◆ Directive ◆
Copy out everything from "But you spotted" down to "query with OR." in the Postgres query post below.
== Document section
Postgres - Is "not exists" slower than join?


I'm trying to locate the cause of a slow query that hits 3 tables with records ranging from a few hundred thousand to a several million

  • tango - 6166101
  • kilo_golf - 822805
  • three_romeo - 535782

Version

  • PostgreSQL 11.10

Current query

select count(*) as aggregate
from "tango"
where "lima" = juliet
  and not exists(select 1
                 from "three_romeo" quebec_seven_oscar
                 where quebec_seven_oscar.six_two = tango.six_two
                   and quebec_seven_oscar."romeo" >= six_seven
                   and quebec_seven_oscar."three_seven" in
                       ('partial_survey', 'survey_completed', 'wrong_number', 'moved'))
  and ("mike" <= '2021-02-03 13:26:22' or "mike" is null)
  and not exists(select 1
                 from "kilo_golf" as "delta"
                 where "delta"."to" = tango.six_two
                   and "two" = november
                   and "delta"."romeo" >= '2021-02-05 13:49:15')
  and not exists(select 1
                 from "three_romeo" as "four"
                 where "four".foxtrot = tango.quebec_seven_victor
                   and "four"."three_seven" in ('deceased', 'block_calls', 'block_all'))
  and "tango"."yankee" is null;

This is the analysis of the query in its current state - https://explain.depesz.com/s/Di51

It feels like the problematic area is in the tango table

  • tango.lima is equal to 'juliet' in the majority of records (low cardinality), we don't currently have an index on this
  • The long filter makes me wonder if I should create some sort of composite index?

After reading another post (https://stackoverflow.com/a/50148594/682754) tried removing the or "mike" is null and this helped quite a lot

https://explain.depesz.com/s/XgmB

Should I try and remove the not exists in favour of using joins?

Thanks


Solution

  • I don't think that using explicit joins will help you, since PostgreSQL converts NOT EXISTS into an anti-join anyway.

    But you spotted the problem: it is the OR. I would recommend that you use a dynamic query: add the cindition only if mikeis not NULL rather than having a static query with OR.
====
== Material
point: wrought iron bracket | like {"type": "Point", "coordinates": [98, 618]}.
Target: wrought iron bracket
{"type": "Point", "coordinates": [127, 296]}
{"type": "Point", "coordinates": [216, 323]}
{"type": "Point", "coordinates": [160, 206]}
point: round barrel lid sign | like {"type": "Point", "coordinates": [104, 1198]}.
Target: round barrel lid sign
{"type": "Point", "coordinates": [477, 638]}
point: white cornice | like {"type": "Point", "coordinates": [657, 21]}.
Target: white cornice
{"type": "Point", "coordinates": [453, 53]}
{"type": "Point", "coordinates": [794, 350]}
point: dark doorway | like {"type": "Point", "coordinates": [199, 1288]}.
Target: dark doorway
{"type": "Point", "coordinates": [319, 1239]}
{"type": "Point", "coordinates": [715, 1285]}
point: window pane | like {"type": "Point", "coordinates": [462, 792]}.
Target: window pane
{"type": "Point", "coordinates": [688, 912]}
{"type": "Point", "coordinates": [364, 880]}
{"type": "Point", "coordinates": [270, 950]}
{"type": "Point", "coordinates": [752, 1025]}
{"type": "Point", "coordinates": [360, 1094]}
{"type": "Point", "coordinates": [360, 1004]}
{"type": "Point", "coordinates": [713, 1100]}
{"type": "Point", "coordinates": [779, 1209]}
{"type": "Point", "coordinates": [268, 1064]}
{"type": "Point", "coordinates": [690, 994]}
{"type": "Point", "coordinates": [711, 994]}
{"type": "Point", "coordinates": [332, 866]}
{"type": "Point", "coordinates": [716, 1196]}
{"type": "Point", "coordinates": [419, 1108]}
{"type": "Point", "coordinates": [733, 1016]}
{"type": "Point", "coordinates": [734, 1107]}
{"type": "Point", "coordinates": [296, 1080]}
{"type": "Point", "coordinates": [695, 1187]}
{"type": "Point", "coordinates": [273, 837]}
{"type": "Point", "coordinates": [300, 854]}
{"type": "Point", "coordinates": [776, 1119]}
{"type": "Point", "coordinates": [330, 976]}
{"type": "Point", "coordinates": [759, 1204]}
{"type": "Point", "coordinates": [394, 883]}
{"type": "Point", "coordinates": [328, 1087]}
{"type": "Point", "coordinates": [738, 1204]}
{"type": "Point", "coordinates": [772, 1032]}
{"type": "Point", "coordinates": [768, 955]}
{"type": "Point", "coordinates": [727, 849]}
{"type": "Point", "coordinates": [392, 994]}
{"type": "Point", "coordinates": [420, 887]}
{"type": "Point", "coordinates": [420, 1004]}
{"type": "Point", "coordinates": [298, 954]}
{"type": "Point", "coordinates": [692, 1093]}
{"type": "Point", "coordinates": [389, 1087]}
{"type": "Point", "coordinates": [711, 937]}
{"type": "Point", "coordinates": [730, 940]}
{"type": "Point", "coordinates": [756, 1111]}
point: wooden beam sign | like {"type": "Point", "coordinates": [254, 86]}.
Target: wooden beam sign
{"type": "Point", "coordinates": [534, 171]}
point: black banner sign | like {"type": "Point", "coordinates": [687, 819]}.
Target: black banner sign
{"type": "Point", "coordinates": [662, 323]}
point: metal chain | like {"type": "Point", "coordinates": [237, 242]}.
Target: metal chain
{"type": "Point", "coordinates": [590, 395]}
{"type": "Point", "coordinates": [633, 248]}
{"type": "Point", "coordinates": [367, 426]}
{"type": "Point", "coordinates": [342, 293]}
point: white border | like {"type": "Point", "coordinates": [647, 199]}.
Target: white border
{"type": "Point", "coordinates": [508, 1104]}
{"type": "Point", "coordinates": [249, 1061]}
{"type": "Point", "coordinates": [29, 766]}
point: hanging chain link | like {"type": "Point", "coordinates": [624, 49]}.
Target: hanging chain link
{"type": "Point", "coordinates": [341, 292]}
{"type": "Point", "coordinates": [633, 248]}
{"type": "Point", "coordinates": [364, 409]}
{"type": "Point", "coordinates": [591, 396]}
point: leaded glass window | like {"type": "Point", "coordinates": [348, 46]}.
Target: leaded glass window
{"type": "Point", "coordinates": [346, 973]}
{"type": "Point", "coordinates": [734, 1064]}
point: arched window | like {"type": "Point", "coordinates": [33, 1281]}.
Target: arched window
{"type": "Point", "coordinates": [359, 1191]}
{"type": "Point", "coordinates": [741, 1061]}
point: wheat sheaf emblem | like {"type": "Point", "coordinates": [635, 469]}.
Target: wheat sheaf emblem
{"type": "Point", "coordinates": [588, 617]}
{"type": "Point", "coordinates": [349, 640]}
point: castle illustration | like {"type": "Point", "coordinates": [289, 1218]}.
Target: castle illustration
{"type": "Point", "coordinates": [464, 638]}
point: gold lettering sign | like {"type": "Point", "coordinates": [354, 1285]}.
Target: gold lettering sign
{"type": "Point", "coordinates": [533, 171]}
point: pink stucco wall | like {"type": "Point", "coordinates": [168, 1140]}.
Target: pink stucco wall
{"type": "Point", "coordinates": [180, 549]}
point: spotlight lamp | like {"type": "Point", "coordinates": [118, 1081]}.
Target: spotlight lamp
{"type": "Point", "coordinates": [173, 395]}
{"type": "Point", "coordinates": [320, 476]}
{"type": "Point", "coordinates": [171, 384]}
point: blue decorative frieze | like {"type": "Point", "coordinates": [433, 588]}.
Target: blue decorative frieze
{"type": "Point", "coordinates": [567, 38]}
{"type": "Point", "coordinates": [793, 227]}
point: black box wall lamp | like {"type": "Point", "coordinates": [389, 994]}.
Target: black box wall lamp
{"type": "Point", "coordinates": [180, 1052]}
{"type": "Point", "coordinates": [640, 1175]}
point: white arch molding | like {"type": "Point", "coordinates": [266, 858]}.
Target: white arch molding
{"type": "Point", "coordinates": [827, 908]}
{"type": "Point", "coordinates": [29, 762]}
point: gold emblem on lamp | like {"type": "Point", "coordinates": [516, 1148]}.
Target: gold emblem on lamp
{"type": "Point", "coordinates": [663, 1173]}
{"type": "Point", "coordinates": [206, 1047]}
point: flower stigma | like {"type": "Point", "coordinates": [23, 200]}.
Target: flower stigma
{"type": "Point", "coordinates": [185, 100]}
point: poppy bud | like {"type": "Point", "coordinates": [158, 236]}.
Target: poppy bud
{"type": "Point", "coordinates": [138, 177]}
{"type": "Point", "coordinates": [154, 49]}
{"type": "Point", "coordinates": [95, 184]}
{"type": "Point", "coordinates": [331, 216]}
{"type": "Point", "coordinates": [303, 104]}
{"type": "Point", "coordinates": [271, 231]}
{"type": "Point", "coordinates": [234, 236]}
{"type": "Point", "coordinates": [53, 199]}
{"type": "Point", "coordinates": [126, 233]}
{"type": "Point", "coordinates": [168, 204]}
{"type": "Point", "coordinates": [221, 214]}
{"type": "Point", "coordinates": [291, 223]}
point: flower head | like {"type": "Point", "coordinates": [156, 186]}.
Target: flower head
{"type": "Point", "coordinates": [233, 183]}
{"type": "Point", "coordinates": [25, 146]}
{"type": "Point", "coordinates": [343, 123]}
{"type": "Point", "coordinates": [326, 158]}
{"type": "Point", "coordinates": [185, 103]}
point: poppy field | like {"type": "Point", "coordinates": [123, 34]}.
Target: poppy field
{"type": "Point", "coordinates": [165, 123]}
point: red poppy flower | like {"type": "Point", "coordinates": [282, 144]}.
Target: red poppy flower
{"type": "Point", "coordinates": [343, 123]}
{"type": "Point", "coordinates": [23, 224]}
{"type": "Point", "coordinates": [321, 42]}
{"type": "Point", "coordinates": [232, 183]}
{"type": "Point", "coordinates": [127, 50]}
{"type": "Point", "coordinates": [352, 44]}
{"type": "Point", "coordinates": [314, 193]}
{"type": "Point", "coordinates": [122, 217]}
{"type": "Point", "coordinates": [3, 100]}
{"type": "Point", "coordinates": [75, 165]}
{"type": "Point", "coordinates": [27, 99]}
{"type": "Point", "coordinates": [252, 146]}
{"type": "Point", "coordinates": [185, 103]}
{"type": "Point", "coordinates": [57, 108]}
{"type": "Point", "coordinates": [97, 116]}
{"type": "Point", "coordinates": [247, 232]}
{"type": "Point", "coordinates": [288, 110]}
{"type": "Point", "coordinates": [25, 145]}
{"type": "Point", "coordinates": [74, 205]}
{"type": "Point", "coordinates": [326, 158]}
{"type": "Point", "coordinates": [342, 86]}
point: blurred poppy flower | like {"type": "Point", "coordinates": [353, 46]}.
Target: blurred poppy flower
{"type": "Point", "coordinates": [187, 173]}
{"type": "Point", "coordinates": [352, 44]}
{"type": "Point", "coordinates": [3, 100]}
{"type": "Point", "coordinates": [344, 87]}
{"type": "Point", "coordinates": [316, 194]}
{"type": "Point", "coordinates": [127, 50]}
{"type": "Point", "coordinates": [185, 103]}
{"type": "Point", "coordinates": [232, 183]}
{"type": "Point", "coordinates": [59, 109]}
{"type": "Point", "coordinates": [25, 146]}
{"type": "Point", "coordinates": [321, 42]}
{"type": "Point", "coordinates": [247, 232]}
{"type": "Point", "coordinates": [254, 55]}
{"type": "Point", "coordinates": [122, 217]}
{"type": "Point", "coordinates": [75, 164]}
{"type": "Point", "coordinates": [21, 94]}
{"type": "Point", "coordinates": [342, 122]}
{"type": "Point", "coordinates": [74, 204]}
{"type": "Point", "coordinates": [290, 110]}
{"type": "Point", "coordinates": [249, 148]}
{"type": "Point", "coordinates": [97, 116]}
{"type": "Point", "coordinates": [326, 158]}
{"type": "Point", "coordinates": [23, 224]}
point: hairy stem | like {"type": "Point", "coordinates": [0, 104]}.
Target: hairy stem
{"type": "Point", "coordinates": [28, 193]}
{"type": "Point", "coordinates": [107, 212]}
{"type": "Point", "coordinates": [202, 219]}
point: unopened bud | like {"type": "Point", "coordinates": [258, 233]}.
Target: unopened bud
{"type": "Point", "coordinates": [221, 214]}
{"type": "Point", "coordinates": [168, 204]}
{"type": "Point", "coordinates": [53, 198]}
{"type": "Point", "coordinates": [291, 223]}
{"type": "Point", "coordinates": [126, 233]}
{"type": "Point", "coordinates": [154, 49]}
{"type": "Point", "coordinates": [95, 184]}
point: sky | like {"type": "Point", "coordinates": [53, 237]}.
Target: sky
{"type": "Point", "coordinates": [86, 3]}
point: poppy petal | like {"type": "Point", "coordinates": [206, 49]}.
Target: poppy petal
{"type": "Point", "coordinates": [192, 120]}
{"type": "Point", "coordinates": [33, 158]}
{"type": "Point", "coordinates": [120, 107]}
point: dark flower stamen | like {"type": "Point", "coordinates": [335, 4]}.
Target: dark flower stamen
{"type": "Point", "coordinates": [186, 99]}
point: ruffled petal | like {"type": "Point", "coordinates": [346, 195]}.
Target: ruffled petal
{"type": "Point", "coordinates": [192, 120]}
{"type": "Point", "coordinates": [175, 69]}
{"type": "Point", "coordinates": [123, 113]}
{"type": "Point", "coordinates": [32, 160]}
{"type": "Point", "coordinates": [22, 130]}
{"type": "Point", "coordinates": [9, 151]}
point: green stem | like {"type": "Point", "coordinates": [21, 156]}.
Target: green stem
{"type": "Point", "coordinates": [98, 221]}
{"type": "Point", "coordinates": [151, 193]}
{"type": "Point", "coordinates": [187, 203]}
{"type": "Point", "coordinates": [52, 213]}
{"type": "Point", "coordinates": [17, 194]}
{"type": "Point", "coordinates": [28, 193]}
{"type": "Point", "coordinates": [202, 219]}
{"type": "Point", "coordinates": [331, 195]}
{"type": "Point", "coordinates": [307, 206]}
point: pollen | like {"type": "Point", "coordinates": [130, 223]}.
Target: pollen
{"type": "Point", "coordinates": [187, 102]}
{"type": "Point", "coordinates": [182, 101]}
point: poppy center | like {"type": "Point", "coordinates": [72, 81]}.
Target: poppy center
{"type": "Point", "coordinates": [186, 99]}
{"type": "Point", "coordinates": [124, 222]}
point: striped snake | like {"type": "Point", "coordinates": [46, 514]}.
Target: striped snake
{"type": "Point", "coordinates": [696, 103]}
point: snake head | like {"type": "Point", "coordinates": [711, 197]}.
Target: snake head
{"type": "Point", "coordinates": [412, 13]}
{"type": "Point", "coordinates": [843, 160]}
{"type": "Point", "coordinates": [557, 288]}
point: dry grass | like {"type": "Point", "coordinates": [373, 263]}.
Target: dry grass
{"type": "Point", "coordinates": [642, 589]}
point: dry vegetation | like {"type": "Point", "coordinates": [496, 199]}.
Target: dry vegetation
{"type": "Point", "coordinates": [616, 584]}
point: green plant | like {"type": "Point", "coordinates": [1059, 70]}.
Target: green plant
====
◆ Answer below ◆
But you spotted the problem: it is the OR. I would recommend that you use a dynamic query: add the cindition only if mikeis not NULL rather than having a static query with OR.